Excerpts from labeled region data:
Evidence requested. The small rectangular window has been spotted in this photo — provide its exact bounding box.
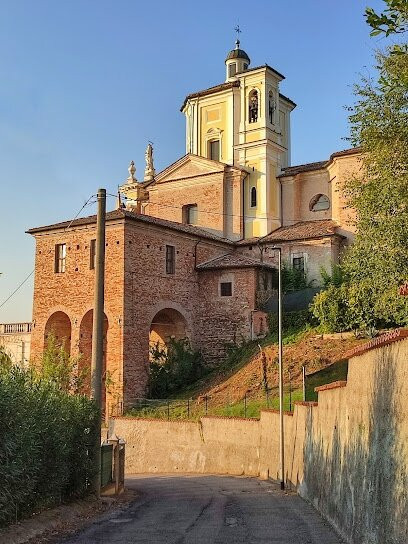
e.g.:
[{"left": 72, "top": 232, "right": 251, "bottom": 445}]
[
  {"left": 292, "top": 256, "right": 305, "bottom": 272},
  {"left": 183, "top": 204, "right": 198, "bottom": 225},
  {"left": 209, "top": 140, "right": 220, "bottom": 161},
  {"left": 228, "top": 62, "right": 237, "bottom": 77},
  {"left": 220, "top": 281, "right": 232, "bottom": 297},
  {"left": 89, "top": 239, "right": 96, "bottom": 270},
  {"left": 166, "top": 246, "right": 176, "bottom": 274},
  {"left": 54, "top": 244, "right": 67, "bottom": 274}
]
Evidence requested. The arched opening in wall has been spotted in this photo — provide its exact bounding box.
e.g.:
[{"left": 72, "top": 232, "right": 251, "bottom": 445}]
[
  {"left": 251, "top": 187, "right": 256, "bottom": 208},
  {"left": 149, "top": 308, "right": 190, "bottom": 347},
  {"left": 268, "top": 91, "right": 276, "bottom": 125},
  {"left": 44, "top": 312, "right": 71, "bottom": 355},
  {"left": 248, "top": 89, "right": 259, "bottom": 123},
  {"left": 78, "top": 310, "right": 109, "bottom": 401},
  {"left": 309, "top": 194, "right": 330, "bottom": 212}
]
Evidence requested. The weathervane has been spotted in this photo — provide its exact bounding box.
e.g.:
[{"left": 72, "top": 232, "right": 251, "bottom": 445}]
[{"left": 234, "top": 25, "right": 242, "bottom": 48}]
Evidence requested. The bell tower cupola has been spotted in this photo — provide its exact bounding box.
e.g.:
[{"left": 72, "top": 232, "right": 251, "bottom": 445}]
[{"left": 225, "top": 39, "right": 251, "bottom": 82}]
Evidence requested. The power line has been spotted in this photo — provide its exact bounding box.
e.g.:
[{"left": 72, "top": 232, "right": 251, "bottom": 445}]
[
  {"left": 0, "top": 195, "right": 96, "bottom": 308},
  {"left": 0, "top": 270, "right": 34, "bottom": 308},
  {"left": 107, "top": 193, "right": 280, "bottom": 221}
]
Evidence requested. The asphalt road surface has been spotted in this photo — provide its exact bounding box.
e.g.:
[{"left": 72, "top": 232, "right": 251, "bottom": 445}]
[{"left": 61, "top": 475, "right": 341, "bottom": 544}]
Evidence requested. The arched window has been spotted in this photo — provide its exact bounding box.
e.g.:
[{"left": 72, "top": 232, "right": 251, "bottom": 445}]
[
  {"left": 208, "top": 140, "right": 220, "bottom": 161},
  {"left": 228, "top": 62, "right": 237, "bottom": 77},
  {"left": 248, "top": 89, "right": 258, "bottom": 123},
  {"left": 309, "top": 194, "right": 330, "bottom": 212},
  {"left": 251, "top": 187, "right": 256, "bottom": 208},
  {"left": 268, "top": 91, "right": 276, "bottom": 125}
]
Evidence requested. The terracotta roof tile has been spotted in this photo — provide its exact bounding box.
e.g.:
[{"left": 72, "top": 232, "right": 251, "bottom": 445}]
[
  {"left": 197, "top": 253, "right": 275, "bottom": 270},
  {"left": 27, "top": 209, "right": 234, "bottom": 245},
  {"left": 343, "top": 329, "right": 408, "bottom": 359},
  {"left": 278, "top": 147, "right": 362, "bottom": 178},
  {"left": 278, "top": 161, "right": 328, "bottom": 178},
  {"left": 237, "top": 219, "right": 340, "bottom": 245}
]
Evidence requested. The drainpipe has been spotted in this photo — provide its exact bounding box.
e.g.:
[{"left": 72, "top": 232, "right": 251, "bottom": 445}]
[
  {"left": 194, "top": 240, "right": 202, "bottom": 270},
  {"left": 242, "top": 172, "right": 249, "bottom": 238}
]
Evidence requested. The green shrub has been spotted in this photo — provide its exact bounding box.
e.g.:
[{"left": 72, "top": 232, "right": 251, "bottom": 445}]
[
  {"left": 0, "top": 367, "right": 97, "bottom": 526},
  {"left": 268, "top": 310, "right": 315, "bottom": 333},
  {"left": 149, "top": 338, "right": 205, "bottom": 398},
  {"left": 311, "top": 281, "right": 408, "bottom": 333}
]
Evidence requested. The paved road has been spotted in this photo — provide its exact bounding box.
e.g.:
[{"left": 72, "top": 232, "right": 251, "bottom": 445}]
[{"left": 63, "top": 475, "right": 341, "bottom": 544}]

-- WHAT YOU NEED TO DO --
Please identify every line in the records that contains the word "window" and copy each one.

-- RESULT FOR THIS EXERCISE --
Evidence requested. The small rectangular window has been spotted in this photo — provide its exact bounding box.
Evidence requested. The arched window has been spotted in this photo — provide its exact bounding box.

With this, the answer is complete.